Prompt = What is needed here is an exact copy of every entry.

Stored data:
* * * * *

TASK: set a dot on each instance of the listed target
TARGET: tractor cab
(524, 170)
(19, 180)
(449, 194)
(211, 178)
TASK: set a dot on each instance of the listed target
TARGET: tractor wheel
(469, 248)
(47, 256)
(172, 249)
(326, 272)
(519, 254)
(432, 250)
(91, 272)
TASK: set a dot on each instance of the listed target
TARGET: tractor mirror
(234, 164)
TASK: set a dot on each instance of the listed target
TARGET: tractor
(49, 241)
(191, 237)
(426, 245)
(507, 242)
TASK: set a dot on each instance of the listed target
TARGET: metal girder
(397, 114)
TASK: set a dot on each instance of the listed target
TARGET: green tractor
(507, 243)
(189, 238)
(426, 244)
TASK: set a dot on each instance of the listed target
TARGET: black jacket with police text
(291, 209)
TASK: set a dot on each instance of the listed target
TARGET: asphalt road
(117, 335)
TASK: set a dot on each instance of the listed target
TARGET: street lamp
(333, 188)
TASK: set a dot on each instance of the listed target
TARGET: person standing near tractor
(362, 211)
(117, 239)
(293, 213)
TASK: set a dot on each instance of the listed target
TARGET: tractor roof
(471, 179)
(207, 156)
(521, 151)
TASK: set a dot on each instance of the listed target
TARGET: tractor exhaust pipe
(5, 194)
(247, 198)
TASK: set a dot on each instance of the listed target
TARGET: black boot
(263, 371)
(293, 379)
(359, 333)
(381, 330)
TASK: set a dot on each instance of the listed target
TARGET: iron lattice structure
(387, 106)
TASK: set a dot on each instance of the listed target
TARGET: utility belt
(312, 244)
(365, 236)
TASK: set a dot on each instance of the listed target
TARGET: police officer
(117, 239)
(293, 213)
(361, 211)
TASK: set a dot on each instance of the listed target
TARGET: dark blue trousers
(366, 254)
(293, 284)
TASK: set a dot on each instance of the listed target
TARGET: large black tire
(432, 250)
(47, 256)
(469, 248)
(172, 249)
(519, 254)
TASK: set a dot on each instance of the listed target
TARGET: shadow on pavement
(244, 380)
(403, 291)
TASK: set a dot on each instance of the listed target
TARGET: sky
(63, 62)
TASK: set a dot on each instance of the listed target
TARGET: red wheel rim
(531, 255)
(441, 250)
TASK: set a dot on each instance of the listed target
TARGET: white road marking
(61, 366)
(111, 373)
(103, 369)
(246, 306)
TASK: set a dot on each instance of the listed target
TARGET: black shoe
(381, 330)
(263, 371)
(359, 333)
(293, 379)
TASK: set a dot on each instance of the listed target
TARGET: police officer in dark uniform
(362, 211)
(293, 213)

* * * * *

Exercise result =
TASK: set a dot on each instance of the listed target
TARGET: tractor cab
(524, 170)
(19, 180)
(449, 194)
(211, 178)
TASK: set a dot on each instance of the listed target
TARGET: tractor wheel
(469, 248)
(47, 256)
(172, 249)
(326, 272)
(519, 254)
(432, 250)
(91, 272)
TASK: set a dot on each instance of the listed target
TARGET: tractor mirror
(234, 164)
TASK: set a dot on each instance of the listed target
TARGET: tractor
(49, 241)
(191, 237)
(426, 245)
(507, 242)
TASK: set a dot on each instance of the listed target
TARGET: metal girder
(397, 114)
TASK: set a dot on each instance of the listed target
TARGET: green tractor
(507, 243)
(189, 238)
(426, 244)
TASK: set a dot on each instance of the listed target
TARGET: black jacket with police text
(291, 209)
TASK: set a dot on each instance of the listed target
TARGET: asphalt road
(117, 335)
TASK: set a dot on each instance of the listed target
TARGET: street lamp
(333, 188)
TASK: set a dot on each instance of the listed target
TARGET: person standing near tractor
(362, 211)
(117, 239)
(293, 213)
TASK: set a dot on each instance of the listed target
TARGET: tractor roof
(471, 179)
(207, 156)
(521, 151)
TASK: set a dot on each instance of the listed target
TARGET: tractor exhaust pipe
(5, 194)
(247, 198)
TASK: set a dot on each instance of the listed target
TARGET: black boot
(263, 371)
(293, 379)
(359, 333)
(381, 330)
TASK: set a dot on each instance of the listed target
TARGET: iron lattice structure
(387, 106)
TASK: set a dot on each instance of the listed target
TARGET: utility belt
(312, 244)
(365, 236)
TASK: set a dot on each instance of the listed target
TARGET: police officer
(117, 239)
(293, 213)
(361, 211)
TASK: set a dot on each instance of the listed target
TARGET: dark blue trousers
(366, 254)
(293, 284)
TASK: set a dot on each instance of the listed target
TARGET: large black tire
(432, 250)
(47, 256)
(469, 248)
(172, 249)
(519, 254)
TASK: set a dot on each instance of the listed target
TARGET: shadow on pavement
(244, 380)
(403, 291)
TASK: set a dot on each instance of the listed target
TARGET: sky
(63, 62)
TASK: set a dot on each instance of the listed target
TARGET: red wheel rim
(531, 255)
(441, 250)
TASK: set a dot on each instance of the listed target
TARGET: white road marking
(61, 366)
(111, 373)
(103, 369)
(246, 306)
TASK: set a dot on each instance of the listed target
TARGET: black shoe
(381, 330)
(263, 371)
(359, 333)
(293, 379)
TASK: set a dot on each instance of the listed target
TARGET: police officer in dark uniform
(362, 211)
(293, 213)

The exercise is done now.